DATASET CONTENT start

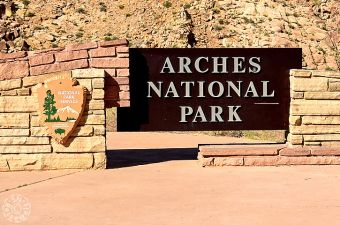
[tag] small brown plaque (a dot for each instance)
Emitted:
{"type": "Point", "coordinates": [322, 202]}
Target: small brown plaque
{"type": "Point", "coordinates": [61, 105]}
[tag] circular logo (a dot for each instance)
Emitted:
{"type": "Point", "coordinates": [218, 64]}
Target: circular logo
{"type": "Point", "coordinates": [16, 208]}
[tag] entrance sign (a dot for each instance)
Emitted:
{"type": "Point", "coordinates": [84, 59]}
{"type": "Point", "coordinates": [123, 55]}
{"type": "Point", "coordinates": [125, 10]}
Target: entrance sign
{"type": "Point", "coordinates": [209, 89]}
{"type": "Point", "coordinates": [61, 105]}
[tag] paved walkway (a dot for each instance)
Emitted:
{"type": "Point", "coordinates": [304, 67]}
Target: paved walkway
{"type": "Point", "coordinates": [171, 192]}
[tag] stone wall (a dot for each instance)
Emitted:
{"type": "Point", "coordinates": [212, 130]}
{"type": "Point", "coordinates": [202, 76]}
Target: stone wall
{"type": "Point", "coordinates": [102, 68]}
{"type": "Point", "coordinates": [314, 132]}
{"type": "Point", "coordinates": [315, 108]}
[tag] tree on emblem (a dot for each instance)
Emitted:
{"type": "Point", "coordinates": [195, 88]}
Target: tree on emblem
{"type": "Point", "coordinates": [49, 108]}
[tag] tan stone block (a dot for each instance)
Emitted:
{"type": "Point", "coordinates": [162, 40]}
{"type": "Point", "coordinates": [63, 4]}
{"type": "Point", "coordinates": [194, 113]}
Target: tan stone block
{"type": "Point", "coordinates": [322, 95]}
{"type": "Point", "coordinates": [39, 132]}
{"type": "Point", "coordinates": [306, 84]}
{"type": "Point", "coordinates": [68, 161]}
{"type": "Point", "coordinates": [98, 83]}
{"type": "Point", "coordinates": [81, 144]}
{"type": "Point", "coordinates": [295, 120]}
{"type": "Point", "coordinates": [315, 107]}
{"type": "Point", "coordinates": [12, 120]}
{"type": "Point", "coordinates": [330, 143]}
{"type": "Point", "coordinates": [321, 120]}
{"type": "Point", "coordinates": [98, 94]}
{"type": "Point", "coordinates": [18, 104]}
{"type": "Point", "coordinates": [261, 160]}
{"type": "Point", "coordinates": [14, 132]}
{"type": "Point", "coordinates": [99, 161]}
{"type": "Point", "coordinates": [324, 137]}
{"type": "Point", "coordinates": [24, 141]}
{"type": "Point", "coordinates": [9, 93]}
{"type": "Point", "coordinates": [33, 80]}
{"type": "Point", "coordinates": [228, 161]}
{"type": "Point", "coordinates": [323, 73]}
{"type": "Point", "coordinates": [25, 149]}
{"type": "Point", "coordinates": [83, 131]}
{"type": "Point", "coordinates": [99, 130]}
{"type": "Point", "coordinates": [10, 84]}
{"type": "Point", "coordinates": [88, 73]}
{"type": "Point", "coordinates": [98, 112]}
{"type": "Point", "coordinates": [315, 129]}
{"type": "Point", "coordinates": [301, 73]}
{"type": "Point", "coordinates": [85, 83]}
{"type": "Point", "coordinates": [334, 86]}
{"type": "Point", "coordinates": [96, 105]}
{"type": "Point", "coordinates": [93, 119]}
{"type": "Point", "coordinates": [295, 139]}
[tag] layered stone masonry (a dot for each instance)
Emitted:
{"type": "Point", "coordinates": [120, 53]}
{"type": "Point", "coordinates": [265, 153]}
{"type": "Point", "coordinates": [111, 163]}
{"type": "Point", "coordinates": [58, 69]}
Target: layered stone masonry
{"type": "Point", "coordinates": [112, 56]}
{"type": "Point", "coordinates": [24, 141]}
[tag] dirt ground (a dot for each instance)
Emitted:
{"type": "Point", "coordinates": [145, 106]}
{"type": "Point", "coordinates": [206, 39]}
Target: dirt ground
{"type": "Point", "coordinates": [167, 186]}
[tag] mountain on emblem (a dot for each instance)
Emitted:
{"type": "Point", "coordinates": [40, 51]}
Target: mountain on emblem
{"type": "Point", "coordinates": [61, 105]}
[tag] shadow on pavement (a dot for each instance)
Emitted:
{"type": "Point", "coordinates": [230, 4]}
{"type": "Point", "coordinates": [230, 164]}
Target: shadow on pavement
{"type": "Point", "coordinates": [135, 157]}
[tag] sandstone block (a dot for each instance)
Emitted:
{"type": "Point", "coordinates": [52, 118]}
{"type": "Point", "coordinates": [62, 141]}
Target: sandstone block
{"type": "Point", "coordinates": [85, 83]}
{"type": "Point", "coordinates": [93, 119]}
{"type": "Point", "coordinates": [14, 120]}
{"type": "Point", "coordinates": [98, 83]}
{"type": "Point", "coordinates": [113, 43]}
{"type": "Point", "coordinates": [58, 67]}
{"type": "Point", "coordinates": [321, 120]}
{"type": "Point", "coordinates": [324, 137]}
{"type": "Point", "coordinates": [71, 55]}
{"type": "Point", "coordinates": [302, 151]}
{"type": "Point", "coordinates": [82, 131]}
{"type": "Point", "coordinates": [24, 141]}
{"type": "Point", "coordinates": [322, 95]}
{"type": "Point", "coordinates": [305, 84]}
{"type": "Point", "coordinates": [9, 93]}
{"type": "Point", "coordinates": [38, 60]}
{"type": "Point", "coordinates": [9, 149]}
{"type": "Point", "coordinates": [228, 161]}
{"type": "Point", "coordinates": [33, 80]}
{"type": "Point", "coordinates": [315, 129]}
{"type": "Point", "coordinates": [82, 46]}
{"type": "Point", "coordinates": [96, 105]}
{"type": "Point", "coordinates": [18, 104]}
{"type": "Point", "coordinates": [81, 144]}
{"type": "Point", "coordinates": [301, 73]}
{"type": "Point", "coordinates": [10, 84]}
{"type": "Point", "coordinates": [13, 70]}
{"type": "Point", "coordinates": [315, 107]}
{"type": "Point", "coordinates": [99, 161]}
{"type": "Point", "coordinates": [99, 130]}
{"type": "Point", "coordinates": [98, 94]}
{"type": "Point", "coordinates": [102, 52]}
{"type": "Point", "coordinates": [109, 62]}
{"type": "Point", "coordinates": [14, 132]}
{"type": "Point", "coordinates": [88, 73]}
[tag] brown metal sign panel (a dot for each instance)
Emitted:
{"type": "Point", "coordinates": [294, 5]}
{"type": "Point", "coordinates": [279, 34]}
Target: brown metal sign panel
{"type": "Point", "coordinates": [209, 89]}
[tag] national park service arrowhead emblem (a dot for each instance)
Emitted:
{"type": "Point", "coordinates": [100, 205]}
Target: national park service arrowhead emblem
{"type": "Point", "coordinates": [61, 105]}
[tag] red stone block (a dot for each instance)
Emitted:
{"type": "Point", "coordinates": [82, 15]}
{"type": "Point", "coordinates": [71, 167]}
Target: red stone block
{"type": "Point", "coordinates": [123, 72]}
{"type": "Point", "coordinates": [300, 151]}
{"type": "Point", "coordinates": [102, 52]}
{"type": "Point", "coordinates": [113, 43]}
{"type": "Point", "coordinates": [82, 46]}
{"type": "Point", "coordinates": [71, 55]}
{"type": "Point", "coordinates": [123, 49]}
{"type": "Point", "coordinates": [124, 95]}
{"type": "Point", "coordinates": [109, 62]}
{"type": "Point", "coordinates": [13, 70]}
{"type": "Point", "coordinates": [14, 55]}
{"type": "Point", "coordinates": [41, 59]}
{"type": "Point", "coordinates": [57, 67]}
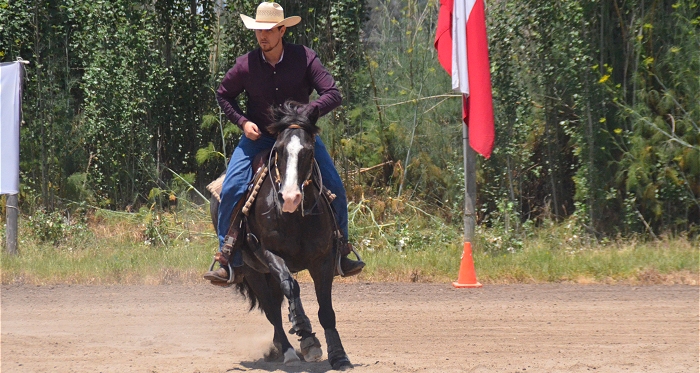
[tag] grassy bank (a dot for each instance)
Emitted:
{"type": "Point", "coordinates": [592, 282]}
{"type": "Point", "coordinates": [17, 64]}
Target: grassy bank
{"type": "Point", "coordinates": [159, 248]}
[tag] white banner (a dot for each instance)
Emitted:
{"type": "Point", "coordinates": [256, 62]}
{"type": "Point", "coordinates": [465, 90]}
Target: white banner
{"type": "Point", "coordinates": [10, 101]}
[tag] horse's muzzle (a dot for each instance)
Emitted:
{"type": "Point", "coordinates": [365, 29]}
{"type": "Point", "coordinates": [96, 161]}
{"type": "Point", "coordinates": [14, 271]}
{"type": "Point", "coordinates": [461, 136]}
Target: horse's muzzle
{"type": "Point", "coordinates": [291, 199]}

DATASET CONTENT end

* [SET TASK]:
Copy out every line word for word, from the one containing "[tag] white banner (a dot for each instance)" down to the end of the rows.

* [CORRECT ANSWER]:
[tag] white banner (a dot for each instance)
Emitted:
{"type": "Point", "coordinates": [256, 62]}
{"type": "Point", "coordinates": [465, 90]}
Target: white banner
{"type": "Point", "coordinates": [10, 101]}
[tag] horse's muzzle (a dot for each instance)
Emitted:
{"type": "Point", "coordinates": [365, 29]}
{"type": "Point", "coordinates": [96, 161]}
{"type": "Point", "coordinates": [14, 271]}
{"type": "Point", "coordinates": [461, 136]}
Target: horse's muzzle
{"type": "Point", "coordinates": [291, 199]}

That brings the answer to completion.